### SOURCE PASSAGE:
Annabel Colley wins the European Special Librarian of the Year (ESLY) award for
2001

Dow Jones and Reuters
Factiva

 

Annebell Colley

The winner of the Special Libraries Association's (SLA) European Special Librarian of the Year Award for 2001 is Annabel Colley, BBC Current Affairs Web Producer.

The award, sponsored by Factiva, seeks to recognise outstanding achievement in special librarianship in Europe by developing innovative concepts and services which contribute to the better promotion and appreciation of the work of special librarians amongst information professionals, clients and wider world.

Annabel Colley is the BBC Current Affairs Web Producer and has been at the BBC for 12 years. Working closely with BBC News Online, She manages web sites, live chats, web forums and online news stories from the Current Affairs department. The BBC News Online site gets an average 6 million total page views a day and BBC Current Affairs produces approximately 750 hours of TV and Radio a year in the UK.

### DATA SHOWN:
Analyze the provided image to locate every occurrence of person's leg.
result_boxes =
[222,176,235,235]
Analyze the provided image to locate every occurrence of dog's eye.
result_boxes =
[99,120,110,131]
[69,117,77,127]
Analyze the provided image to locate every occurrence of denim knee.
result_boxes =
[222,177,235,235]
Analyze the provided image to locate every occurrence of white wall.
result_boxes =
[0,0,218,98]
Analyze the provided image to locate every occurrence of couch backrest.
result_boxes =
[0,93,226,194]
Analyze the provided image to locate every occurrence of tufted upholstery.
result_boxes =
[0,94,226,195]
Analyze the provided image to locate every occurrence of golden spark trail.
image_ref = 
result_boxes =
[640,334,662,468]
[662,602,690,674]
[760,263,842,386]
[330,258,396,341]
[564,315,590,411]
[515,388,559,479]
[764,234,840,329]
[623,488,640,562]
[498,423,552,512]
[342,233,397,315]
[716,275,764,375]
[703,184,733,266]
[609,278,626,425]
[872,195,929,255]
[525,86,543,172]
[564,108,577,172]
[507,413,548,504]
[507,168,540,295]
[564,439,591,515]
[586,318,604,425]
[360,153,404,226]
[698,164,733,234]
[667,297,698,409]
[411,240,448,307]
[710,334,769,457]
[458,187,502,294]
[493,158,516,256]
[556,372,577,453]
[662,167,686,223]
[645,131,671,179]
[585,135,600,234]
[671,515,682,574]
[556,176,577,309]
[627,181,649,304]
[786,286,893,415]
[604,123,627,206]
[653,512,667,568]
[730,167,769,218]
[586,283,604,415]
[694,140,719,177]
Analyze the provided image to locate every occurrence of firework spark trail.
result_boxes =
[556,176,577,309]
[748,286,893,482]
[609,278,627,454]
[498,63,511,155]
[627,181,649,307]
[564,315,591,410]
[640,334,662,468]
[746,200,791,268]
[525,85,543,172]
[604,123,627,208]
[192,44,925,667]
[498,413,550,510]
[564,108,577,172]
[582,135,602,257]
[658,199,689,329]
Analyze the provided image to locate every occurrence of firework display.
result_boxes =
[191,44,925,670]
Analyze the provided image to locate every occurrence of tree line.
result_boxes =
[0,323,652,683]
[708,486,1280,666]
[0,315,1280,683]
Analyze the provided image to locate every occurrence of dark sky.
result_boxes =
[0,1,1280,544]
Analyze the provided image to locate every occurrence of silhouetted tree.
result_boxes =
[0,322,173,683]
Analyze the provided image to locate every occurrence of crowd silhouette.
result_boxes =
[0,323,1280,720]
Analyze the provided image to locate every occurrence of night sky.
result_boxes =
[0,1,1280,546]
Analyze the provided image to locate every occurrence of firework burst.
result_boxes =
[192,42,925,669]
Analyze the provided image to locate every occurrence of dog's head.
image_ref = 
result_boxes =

### COMPLETE THE FOLLOWING:
a - Copy out the rows between the line containing "firework spark trail." and the line containing "[192,44,925,667]", inclusive, without changing anything.
b - Carry on the article about Annabel Colley's librarian award from the point where it stops.

### ANSWERS TO THE TASKS:
a -
Analyze the provided image to locate every occurrence of firework spark trail.
result_boxes =
[556,176,577,309]
[748,286,893,482]
[609,278,627,454]
[498,63,511,155]
[627,181,649,307]
[564,315,591,410]
[640,334,662,468]
[746,200,791,268]
[525,85,543,172]
[604,123,627,208]
[192,44,925,667]

b -
Annabel took BBC Panorama - the world's longest running investigative TV current affairs show - online in 1999, as their first Web Producer. Prior to that, as the Information Researcher on the Panorama team for five years, she carried out investigative research online and offline. Inspired by SLA News division members at the 1998 SLA conference in Indianapolis, she pioneered some computer assisted research and reporting techniques among the Panorama team.

She also devised a small scale research intranet site, which led to her approaching BBC Information and Archives with a business case for its development across the Corporation. She then worked as a consultant for BBC Information & Archives on the project development stage for BBC Research Central Intranet site. Launched in 2000, this major research portal for the BBC is now helping programme makers across the BBC access in-house and external databases and draw on relevant, evaluated web sites to make their programmes.

She says she jumped on the Internet bandwagon fairly early on and describes a lunch time seminar she ran in 1996 entitled "The Wired Journalist" as a career turning point leading to a "dual career as both librarian and journalist". It was attended by many BBC editors and reporters and "suddenly news librarianship (and my job as information researcher at Panorama) became cool because of the Internet".

This has led to her working part time for BBC Journalist training and BBC Multimedia training and writing for BBC Web Wise. She has run Internet masterclasses for the Financial Times, The Guardian News desk, and a Radio Netherlands course for African Journalists.

She speaks widely at domestic and international conferences and is a regular contributor to journals and books in this field. She is the outgoing chair of the Association of UK Media Librarians.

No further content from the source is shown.